**Text passage**.

How to stop scroll wheel from selecting different menu options

A

amirkarger

I have a simple "quickbrowse" menu that does this:

<form>
<select name="quickbrowse" onchange="go(this)">
<option selected value="">go to a tool...</option>
<option value="#tool1">Great tool #1</option>
<option value="#tool2">Great tool #2</option>
<option value="#tool3">Great tool #3</option>
</select>
</form>

It calls this function:

function go(selection) {
var place = selection.value
// Ignore empty selection (default "pick a tool" choice)
if (place) {
location=place;
}
}

It works beautifully. However, in IE, after it goes to the new
location, if I turn the scroll wheel before clicking on anything, the
scroll wheel selects different options from the <select>, which makes
the browser jump to a totally different tool (section of the page). In
Firefox, it (correctly) scrolls up and down the text at the tool I had
originally selected.

I tried putting a document.focus() or a selection.blur() into the go
function, but they didn't seem to help.

Any thoughts?

Thanks,
-Amir Karger
 
A

ASM

I have a simple "quickbrowse" menu that does this:

<form>
<select name="quickbrowse" onchange="go(this)">
<option selected value="">go to a tool...</option>
<option value="#tool1">Great tool #1</option>
<option value="#tool2">Great tool #2</option>
<option value="#tool3">Great tool #3</option>
</select>
</form>

It calls this function:

function go(selection) {
var place = selection.value

var place = selection.selectedIndex.value
// would fix all your pbs
// Ignore empty selection (default "pick a tool" choice)

**Data entries**.
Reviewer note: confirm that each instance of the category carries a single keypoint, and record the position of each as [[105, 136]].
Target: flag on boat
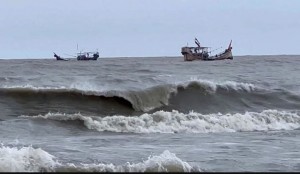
[[229, 46], [197, 42]]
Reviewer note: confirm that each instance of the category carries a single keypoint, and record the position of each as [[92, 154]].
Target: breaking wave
[[193, 95], [176, 122], [29, 159]]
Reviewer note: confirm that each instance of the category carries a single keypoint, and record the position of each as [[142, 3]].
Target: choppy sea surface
[[150, 114]]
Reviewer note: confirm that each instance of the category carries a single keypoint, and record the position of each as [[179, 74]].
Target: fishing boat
[[88, 55], [59, 58], [81, 56], [203, 53]]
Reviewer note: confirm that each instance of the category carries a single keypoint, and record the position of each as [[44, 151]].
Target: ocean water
[[150, 114]]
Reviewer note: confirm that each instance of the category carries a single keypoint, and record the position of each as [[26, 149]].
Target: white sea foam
[[165, 162], [25, 159], [29, 159], [176, 122]]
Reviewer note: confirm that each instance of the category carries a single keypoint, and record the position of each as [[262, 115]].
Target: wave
[[29, 159], [200, 95], [176, 122]]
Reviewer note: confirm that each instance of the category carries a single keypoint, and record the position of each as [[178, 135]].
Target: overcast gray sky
[[140, 28]]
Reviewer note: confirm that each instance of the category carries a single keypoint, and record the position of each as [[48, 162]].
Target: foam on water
[[25, 159], [143, 99], [192, 122], [29, 159]]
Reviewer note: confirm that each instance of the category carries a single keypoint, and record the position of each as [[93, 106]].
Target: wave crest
[[176, 122]]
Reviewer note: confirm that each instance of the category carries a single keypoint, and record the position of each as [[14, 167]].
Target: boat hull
[[190, 56]]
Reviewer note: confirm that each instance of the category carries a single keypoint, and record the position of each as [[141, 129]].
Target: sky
[[147, 28]]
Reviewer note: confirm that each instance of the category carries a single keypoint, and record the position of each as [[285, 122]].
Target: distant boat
[[88, 55], [202, 53], [59, 58], [81, 56]]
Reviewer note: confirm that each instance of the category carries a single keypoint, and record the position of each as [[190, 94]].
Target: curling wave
[[201, 96], [176, 122]]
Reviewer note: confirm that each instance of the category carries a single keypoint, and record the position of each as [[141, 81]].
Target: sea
[[150, 114]]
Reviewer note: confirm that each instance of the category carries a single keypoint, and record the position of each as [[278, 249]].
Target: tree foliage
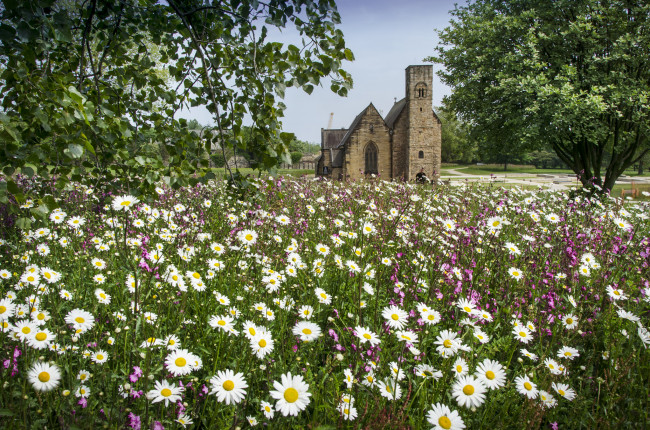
[[458, 146], [570, 74], [85, 84]]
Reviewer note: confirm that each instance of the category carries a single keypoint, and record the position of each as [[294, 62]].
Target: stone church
[[395, 147]]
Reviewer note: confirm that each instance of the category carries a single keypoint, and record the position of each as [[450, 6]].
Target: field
[[497, 169], [316, 304]]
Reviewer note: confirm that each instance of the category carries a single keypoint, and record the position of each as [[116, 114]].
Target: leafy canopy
[[86, 85], [572, 74]]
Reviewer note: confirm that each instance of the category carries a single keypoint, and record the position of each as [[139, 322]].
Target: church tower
[[423, 135]]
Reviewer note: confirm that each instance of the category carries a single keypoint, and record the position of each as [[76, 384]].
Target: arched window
[[371, 158], [421, 90]]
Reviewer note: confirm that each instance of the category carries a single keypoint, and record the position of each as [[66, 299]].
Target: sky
[[386, 36]]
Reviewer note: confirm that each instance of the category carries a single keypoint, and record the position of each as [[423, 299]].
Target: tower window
[[420, 90], [371, 158]]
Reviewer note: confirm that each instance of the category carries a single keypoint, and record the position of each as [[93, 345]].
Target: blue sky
[[386, 36]]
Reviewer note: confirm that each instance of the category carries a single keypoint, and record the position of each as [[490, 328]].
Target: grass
[[222, 172], [498, 169]]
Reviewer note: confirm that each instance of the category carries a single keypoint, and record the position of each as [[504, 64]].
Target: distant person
[[421, 178]]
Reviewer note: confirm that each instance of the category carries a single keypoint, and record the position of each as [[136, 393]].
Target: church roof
[[337, 155], [354, 125], [394, 113], [330, 138]]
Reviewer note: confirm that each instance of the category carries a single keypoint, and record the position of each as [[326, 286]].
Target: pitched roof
[[394, 112], [337, 155], [354, 125], [330, 138]]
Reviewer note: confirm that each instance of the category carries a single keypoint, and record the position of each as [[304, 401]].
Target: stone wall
[[400, 145], [423, 125], [371, 129]]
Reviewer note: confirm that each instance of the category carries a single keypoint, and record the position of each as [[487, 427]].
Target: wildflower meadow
[[319, 304]]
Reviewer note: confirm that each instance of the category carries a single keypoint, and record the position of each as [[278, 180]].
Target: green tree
[[457, 144], [82, 88], [570, 74]]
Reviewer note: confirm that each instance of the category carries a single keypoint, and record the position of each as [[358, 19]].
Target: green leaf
[[75, 95], [74, 150]]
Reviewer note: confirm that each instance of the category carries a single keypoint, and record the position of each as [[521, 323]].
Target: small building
[[395, 147]]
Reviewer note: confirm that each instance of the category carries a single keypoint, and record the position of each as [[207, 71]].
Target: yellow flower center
[[444, 422], [290, 395], [468, 390]]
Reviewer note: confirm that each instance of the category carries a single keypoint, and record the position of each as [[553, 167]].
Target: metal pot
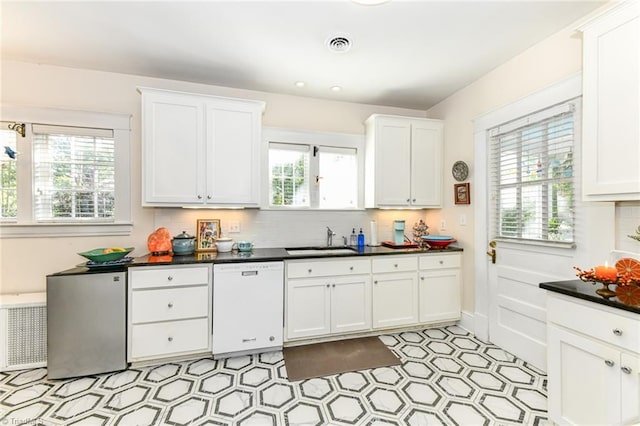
[[183, 243]]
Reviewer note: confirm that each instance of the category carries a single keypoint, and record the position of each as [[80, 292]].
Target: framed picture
[[207, 232], [461, 193]]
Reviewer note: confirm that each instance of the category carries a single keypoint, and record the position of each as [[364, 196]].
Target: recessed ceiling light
[[369, 2]]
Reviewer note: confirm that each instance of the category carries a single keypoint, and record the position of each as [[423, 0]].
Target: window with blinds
[[8, 176], [532, 176], [73, 173]]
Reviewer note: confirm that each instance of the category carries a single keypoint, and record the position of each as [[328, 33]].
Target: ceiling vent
[[339, 44]]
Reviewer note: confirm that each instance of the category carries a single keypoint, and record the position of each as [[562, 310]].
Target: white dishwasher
[[248, 307]]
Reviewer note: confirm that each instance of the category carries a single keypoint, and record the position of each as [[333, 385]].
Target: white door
[[510, 307]]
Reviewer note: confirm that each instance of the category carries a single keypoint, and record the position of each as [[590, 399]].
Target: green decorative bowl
[[98, 255]]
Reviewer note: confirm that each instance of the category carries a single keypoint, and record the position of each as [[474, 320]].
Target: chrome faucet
[[330, 235]]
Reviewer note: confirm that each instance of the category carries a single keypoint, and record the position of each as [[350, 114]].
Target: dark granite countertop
[[587, 291], [256, 255], [272, 254]]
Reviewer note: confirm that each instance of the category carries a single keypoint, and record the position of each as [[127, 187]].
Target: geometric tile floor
[[447, 377]]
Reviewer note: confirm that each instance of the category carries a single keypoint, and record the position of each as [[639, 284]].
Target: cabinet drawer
[[169, 304], [439, 261], [161, 277], [394, 264], [351, 266], [168, 338], [602, 324]]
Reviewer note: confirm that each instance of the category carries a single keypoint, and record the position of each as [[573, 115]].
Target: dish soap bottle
[[353, 239]]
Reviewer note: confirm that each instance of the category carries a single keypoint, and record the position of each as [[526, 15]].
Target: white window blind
[[73, 173], [289, 175], [532, 177], [8, 177], [338, 177]]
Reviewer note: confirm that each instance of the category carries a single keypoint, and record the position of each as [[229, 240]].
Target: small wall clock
[[460, 171]]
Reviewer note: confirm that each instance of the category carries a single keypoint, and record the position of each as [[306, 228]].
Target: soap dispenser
[[353, 239]]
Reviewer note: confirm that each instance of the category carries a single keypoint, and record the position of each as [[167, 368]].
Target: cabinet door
[[172, 149], [395, 299], [393, 153], [350, 303], [611, 105], [630, 388], [308, 307], [584, 380], [426, 164], [233, 153], [440, 295]]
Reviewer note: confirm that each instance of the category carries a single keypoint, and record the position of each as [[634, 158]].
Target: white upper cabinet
[[403, 162], [200, 150], [611, 90]]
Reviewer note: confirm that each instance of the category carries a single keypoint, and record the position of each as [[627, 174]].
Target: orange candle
[[606, 273]]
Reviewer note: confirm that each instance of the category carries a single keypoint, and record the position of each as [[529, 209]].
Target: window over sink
[[313, 170]]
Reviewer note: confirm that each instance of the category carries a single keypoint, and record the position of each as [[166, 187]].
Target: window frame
[[573, 106], [311, 138], [25, 224]]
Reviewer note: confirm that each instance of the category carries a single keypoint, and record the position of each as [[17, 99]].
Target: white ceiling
[[408, 54]]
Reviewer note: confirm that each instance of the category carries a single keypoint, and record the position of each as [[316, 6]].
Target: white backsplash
[[627, 221], [269, 228]]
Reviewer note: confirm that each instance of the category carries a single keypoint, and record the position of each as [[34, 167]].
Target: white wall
[[25, 262]]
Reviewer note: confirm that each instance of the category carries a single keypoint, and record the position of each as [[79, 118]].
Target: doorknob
[[492, 252]]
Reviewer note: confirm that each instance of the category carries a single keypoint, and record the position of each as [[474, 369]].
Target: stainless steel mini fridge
[[86, 323]]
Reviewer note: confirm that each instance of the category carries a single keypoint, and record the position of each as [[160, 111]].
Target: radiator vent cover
[[24, 332]]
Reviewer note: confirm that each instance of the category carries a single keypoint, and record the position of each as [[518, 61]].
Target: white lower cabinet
[[440, 288], [169, 311], [318, 304], [395, 291], [593, 363]]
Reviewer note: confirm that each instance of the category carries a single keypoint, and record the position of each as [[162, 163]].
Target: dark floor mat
[[326, 359]]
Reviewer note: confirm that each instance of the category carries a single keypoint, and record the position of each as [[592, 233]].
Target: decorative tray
[[91, 264]]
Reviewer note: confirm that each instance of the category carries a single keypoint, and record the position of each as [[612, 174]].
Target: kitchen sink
[[320, 250]]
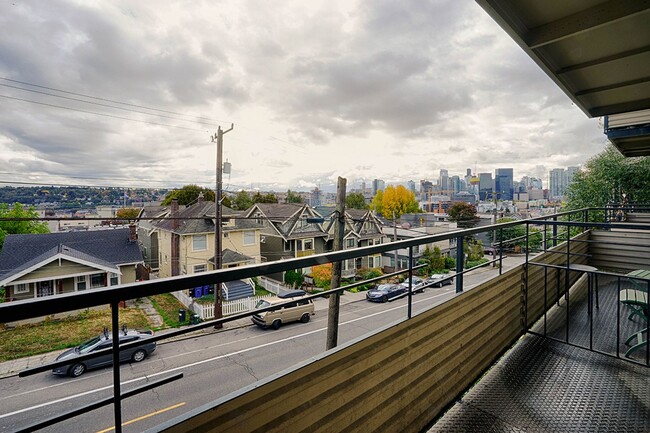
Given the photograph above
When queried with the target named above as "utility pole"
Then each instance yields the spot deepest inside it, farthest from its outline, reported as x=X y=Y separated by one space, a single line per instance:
x=339 y=233
x=395 y=240
x=218 y=302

**Work to do**.
(1) Copy the forum thread word for word from "It works beautifully." to "Any thoughts?".
(2) Rewrite the entries from the line with "as [[48, 162]]." to the line with "[[25, 159], [143, 99], [192, 122], [29, 159]]", both lines included, as a numbered list with blank lines left out.
The forum thread and the entries have nothing to do with each other.

**Solutions by task**.
(1)
It works beautifully. However, in IE, after it goes to the new
location, if I turn the scroll wheel before clicking on anything, the
scroll wheel selects different options from the <select>, which makes
the browser jump to a totally different tool (section of the page). In
Firefox, it (correctly) scrolls up and down the text at the tool I had
originally selected.

I tried putting a document.focus() or a selection.blur() into the go
function, but they didn't seem to help.

Any thoughts?

(2)
1. Reviewer note: confirm that each instance of the category carries a single keypoint, and record the position of each as [[48, 162]].
2. Target: foam on water
3. [[25, 159], [143, 99], [192, 122], [29, 159]]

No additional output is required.